▶ **Selected extract**:
============================================================
On Thu, Oct 22, 2009 at 10:49 AM, aw <anth...@whitford.com> wrote:

> My company is looking for an explanation of how Lift is secure.

> I recall reading a comment saying that Lift deals well with most of
> the Top 10 OWASP vulnerabilities (http://www.owasp.org/index.php/
> Top_10_2007 <http://www.owasp.org/index.php/%0ATop_10_2007>), but how?
>  Most, not all?  Are there strategies that are
> recommended to deal with the weaknesses?

Quickly:

   1. Lift is resistant to XSS attacks.  By default pages are composed in
   XML rather than Strings.  It takes the developer extra work to insert XSS
   strings into output rather than having to make sure each String is properly
   escaped before being cat'ed to the output.
   2. Lift is resistant to SQL Injection attacks because mapper and JPA do
   not compose Strings into SQL statements, but rather bind well typed
   parameters into prepared statements.  So, if you go the normal path, you get
   SQL injection resistance.  If you want to manually craft a String to send as
   a query, in mapper you have to "sign" the string with the time, date and a
   certification that you've reviewed the String for SQL Injection problems.
   3. Lift never shells out.  You can't cause a file to be executed from a
   Lift app unless your app manually uses Java's Runtime.execute() call.
============================================================
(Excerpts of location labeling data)
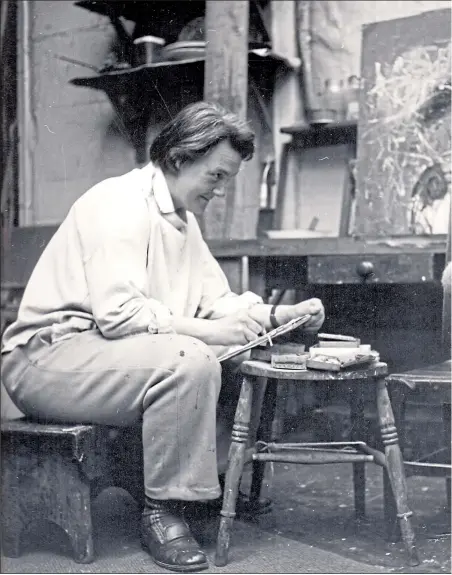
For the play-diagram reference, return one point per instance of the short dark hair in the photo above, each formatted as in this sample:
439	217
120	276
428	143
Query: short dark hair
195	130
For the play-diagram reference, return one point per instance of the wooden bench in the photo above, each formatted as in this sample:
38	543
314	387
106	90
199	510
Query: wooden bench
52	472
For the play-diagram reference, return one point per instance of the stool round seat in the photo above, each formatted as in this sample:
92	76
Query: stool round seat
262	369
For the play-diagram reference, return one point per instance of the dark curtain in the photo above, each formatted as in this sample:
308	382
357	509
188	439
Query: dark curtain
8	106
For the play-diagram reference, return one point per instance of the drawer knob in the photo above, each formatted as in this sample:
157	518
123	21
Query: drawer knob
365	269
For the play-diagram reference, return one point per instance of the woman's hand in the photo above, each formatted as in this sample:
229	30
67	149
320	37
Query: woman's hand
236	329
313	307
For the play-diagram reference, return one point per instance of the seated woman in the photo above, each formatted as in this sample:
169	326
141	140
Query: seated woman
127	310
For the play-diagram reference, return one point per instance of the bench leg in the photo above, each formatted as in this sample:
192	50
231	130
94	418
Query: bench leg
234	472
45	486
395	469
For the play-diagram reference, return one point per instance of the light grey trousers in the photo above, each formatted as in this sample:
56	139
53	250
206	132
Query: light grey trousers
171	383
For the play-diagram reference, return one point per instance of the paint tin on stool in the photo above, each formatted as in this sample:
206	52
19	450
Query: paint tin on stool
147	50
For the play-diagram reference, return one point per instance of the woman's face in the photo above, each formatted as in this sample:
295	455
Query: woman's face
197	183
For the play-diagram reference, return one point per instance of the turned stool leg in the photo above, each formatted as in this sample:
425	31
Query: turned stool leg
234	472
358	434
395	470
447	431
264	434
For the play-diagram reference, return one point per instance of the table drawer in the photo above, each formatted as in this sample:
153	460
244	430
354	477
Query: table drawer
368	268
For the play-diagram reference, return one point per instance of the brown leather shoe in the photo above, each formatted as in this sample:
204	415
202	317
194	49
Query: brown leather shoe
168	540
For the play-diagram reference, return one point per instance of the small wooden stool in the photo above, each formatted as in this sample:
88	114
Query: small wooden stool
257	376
============================================================
▶ **Exercise instructions**: Return the passage of the Lift security reply above that starts with "1. Lift is resistant" and goes on through "SQL Injection problems.", copied word for word.

▶ **Answer to the problem**:
1. Lift is resistant to XSS attacks.  By default pages are composed in
   XML rather than Strings.  It takes the developer extra work to insert XSS
   strings into output rather than having to make sure each String is properly
   escaped before being cat'ed to the output.
   2. Lift is resistant to SQL Injection attacks because mapper and JPA do
   not compose Strings into SQL statements, but rather bind well typed
   parameters into prepared statements.  So, if you go the normal path, you get
   SQL injection resistance.  If you want to manually craft a String to send as
   a query, in mapper you have to "sign" the string with the time, date and a
   certification that you've reviewed the String for SQL Injection problems.